[BEGIN Excerpted text]

Ask any Bears fan where they were the night of April 27, 2017 and I'll bet you money they remember exactly where they were when Ryan Pace made arguably the most franchise-altering pick in the organization's long history.
There are only a few moments that rival such times of meteoric proportions where individuals remember where they were at that exact time: 9/11, John F. Kennedy's assassination, Kobe Bryant's death, and the night the Bears traded up to get Mitchell Trubisky with the No. 2 overall pick.
I was on a bus to Northwestern with the MSU baseball team. We were getting ready for a 4 game series against the Wildcats. We had just stopped off at a Portillo's for dinner. My first time having it in months and I pigged out along with my former teammates. Won't ever forget it.
Looking back almost 4 years later, the Bears recently declined to pick up Trubisky's 5th-year option in what has been a rocky, tumultuous, some up but mostly down duration of his rookie contract.
As a Bears fan, it's a pick we'll never be able to live down. We're not the first organization to whiff on a top 3 pick, definitely not. However, we're among the leaders of a list who whiffed on a top 3 pick when MULTIPLE future Hall of Famers were sitting in their lap.
Teams on the list of supremely blown draft picks?
- 1984 NBA Draft, Portland Trail Blazers pick Sam Bowie No. 2 over Michael Jordan (3)
- 2003 NBA Draft, Detroit Pistons pick Darko Milicic No. 2 Overall
- Next 3 consecutive picks: Carmelo Anthony (3), Chris Bosh (4), Dwayne Wade (5)
- 2007 NBA Draft, Portland Trail Blazers pick Greg Oden No. 1 Overall over Kevin Durant (2)
- 2007 NFL Draft, Oakland Raiders pick Jamarcus Russell No. 1 Overall
- Could have had: Calvin Johnson (2), Joe Thomas (3), Adrian Peterson (7)
- 2017 NFL Draft, Chicago Bears pick Mitchell Trubisky No. 2 Overall
- Deshaun Watson (12), Patrick Mahomes (10)
Earlier this week, Deshaun Watson came out on Twitter and recanted his statement that in fact, the Chicago Bears did NOT speak with him prior to the NFL Draft, despite his initial statements on the Rich Eisen Show.
You may be wondering why Watson "lied" originally, as I did, but his QB Coach, Quincy Avery, explained on Twitter.
Let's say this is true, and I believe it to be because nobody, not Watson nor Avery, has anything to gain from continuing to lie. But the Bears have EVERYTHING to lose by them telling the truth.
I've always said I can't fault Pace for taking Trubisky. He had the guy he wanted and the guy he was in love with. He fell for his boyish good looks and charming midwestern manners. Where I do fault him is for not doing his due diligence on anybody else.

[END Excerpted text]

Problems to work on:
1/ Retype the passage from the post about the Bears' Trubisky pick, starting at "As a Bears fan, it's" and ending at "Michael Jordan (3)".
2/ In the post about the Bears' Trubisky pick, where was the writer on the night of the 2017 draft?
3/ How would you say this sentence from the post about the Bears' Trubisky pick in Spanish: "We were getting ready for a 4 game series against the Wildcats."

[BEGIN Data section]

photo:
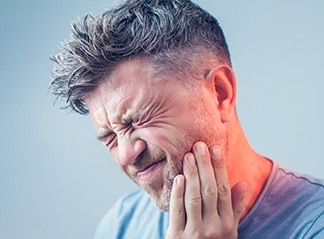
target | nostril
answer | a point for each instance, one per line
(129, 151)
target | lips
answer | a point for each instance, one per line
(151, 170)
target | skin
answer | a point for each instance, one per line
(154, 127)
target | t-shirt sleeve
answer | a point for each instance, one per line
(317, 229)
(108, 226)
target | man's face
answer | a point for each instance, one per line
(149, 121)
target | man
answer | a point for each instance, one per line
(156, 78)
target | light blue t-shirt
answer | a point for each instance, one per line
(290, 206)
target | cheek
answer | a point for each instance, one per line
(114, 156)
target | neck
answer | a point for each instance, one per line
(245, 165)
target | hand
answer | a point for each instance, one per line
(202, 205)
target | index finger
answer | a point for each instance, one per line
(224, 202)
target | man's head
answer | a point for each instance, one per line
(174, 34)
(155, 76)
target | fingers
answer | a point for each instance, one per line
(224, 202)
(202, 202)
(208, 187)
(238, 192)
(192, 191)
(177, 212)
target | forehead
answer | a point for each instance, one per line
(133, 86)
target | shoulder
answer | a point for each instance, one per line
(131, 216)
(290, 205)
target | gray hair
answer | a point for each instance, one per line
(169, 32)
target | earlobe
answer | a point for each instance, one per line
(223, 80)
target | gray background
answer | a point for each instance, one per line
(57, 181)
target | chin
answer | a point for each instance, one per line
(163, 201)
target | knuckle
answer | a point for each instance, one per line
(176, 211)
(209, 191)
(223, 189)
(195, 200)
(211, 233)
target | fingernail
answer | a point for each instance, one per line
(201, 149)
(179, 180)
(191, 159)
(216, 152)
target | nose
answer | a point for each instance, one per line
(129, 149)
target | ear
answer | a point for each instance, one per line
(223, 81)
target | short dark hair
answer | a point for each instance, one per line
(166, 31)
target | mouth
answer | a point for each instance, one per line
(151, 170)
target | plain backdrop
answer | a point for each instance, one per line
(57, 181)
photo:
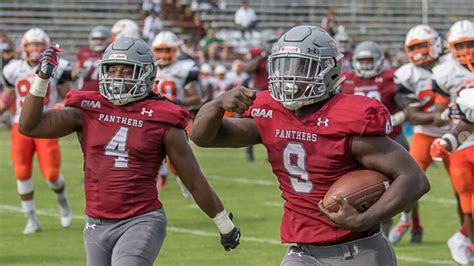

[END Data section]

Responses to the tasks:
1/
As a Bears fan, it's a pick we'll never be able to live down. We're not the first organization to whiff on a top 3 pick, definitely not. However, we're among the leaders of a list who whiffed on a top 3 pick when MULTIPLE future Hall of Famers were sitting in their lap.
Teams on the list of supremely blown draft picks?
- 1984 NBA Draft, Portland Trail Blazers pick Sam Bowie No. 2 over Michael Jordan (3)

2/ On a bus to Northwestern with the MSU baseball team.

3/ Nos estábamos preparando para una serie de 4 partidos contra los Wildcats.